**** Document excerpt ****

Additionally, millions of dollars misappropriated by some former public officials are yet to be accounted for as dozens of audit reports are still incubating on shelve, as the plunderers of those money are walking the streets without being prosecuted.

Meanwhile, during his speech, Presidents Weah announced an immediate infusion of US$25Million (Twenty-Five Million United States Dollars) into the economy, through the Central Bank of Liberia.

The amount according to the President is intended to mop up the excess liquidity of Liberian dollars.

Additionally, he has with immediate effect mandated the Central bank of Liberia to provide more effective supervision and regulation of money-changers or foreign exchange bureau across the country.

Another mandate the Liberian leader gave the CBL is to provide more robust oversight of banks under its supervision; conduct a comprehensive review of regulations on the hoarding of both Liberian dollars and U.S. dollars outside the banking system, as well as provide incentives and safeguards to encourage the utilization of the banking system, including financial instruments among others.

"The government will announce a series of monetary and fiscal measures that we believe should help reverse the decline in the value of the Liberian dollar," President Weah declared. He added that the government also intends to engage the minds of the best and the brightest Liberian economists, both at home and abroad and even seek advice and active support from our international partners. As a first step in this direction, we have placed emphasis and urgency on the formulation of a comprehensive development strategy that will be supported by a strategic implementation plan.

The development strategy, to be known as the Pro-Poor Agenda for Prosperity and Development, is nearing completion, and will very shortly be presented to all stakeholders, including our foreign development partners, the private sector, and the general public, for consultation, input, and buy-in, before being finalized into a strategic implementation plan," Pres. indicated during his speech.

The Liberian Chief Executive cited the departure of the United Nations Mission in Liberia (UNMIL), as well as the huge decline of exportation of goods from Liberia as some of the major factors leading to the shortage of the United States on the Liberian market.

President Weah therefore reaffirmed his commitment of working to ensure that Liberian owned businesses are empowered so as to lead the transformation of the economy.

"I am fully aware that we are faced with a very difficult macroeconomic situation in Liberia. For many decades, we have incurred trade deficits because we import more than we export. We also have an economy based on traditional exports such as iron ore, rubber, coffee, etc., which are shipped to foreign buyers in their raw state, without any value-added propositions which could have also contributed significantly to industrialization and employment," Pres. Weah asserted.

Additionally, he lamented that the prices and demand for our exports are determined and affected by factors beyond our borders, and are therefore beyond our control, stressing that slumps in demand for the products which utilize our raw materials will always result in externally-generated shocks to our economy.

**** Data shown ****

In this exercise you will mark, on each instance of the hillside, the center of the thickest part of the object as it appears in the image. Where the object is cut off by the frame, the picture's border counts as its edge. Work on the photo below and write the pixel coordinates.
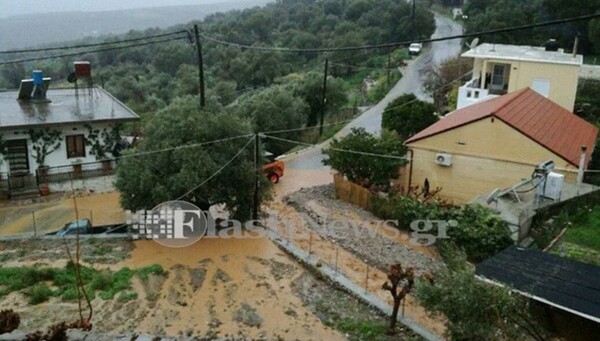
(30, 30)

****

Stated task 1: Turn the paragraph of the article on Weah's economic speech that starts "Another mandate the Liberian leader gave the CBL" into a short bulleted list that keeps its main facts.
Stated task 2: Write the next part of the article on Weah's economic speech, starting after its last sentence.
The listing comes from a different source than the text.

Exercise response 1:
The Liberian leader also mandated the CBL to:
- provide more robust oversight of the banks it supervises
- conduct a comprehensive review of regulations on hoarding Liberian and U.S. dollars outside the banking system
- provide incentives and safeguards, including financial instruments, to encourage use of the banking system

Exercise response 2:
"The world as a whole is facing new economic challenges. Of late, trade wars between the major manufacturing countries could also reduce demand and place downward pressure on the prices of our major exports. In the meantime, on a positive note as regards investor confidence, Liberia has moved to a new level of sustainable peace, which has led to the withdrawal of the United Nations Peace Mission in Liberia. However, the negative impact on real estate, and inflows into the economy of the US Dollars spent by the former Peacekeepers, is significant. Finding lasting solutions to the present macroeconomic challenges will take some time, because nothing less than the structural transformation of the Liberian economy will produce sustainable recovery and growth.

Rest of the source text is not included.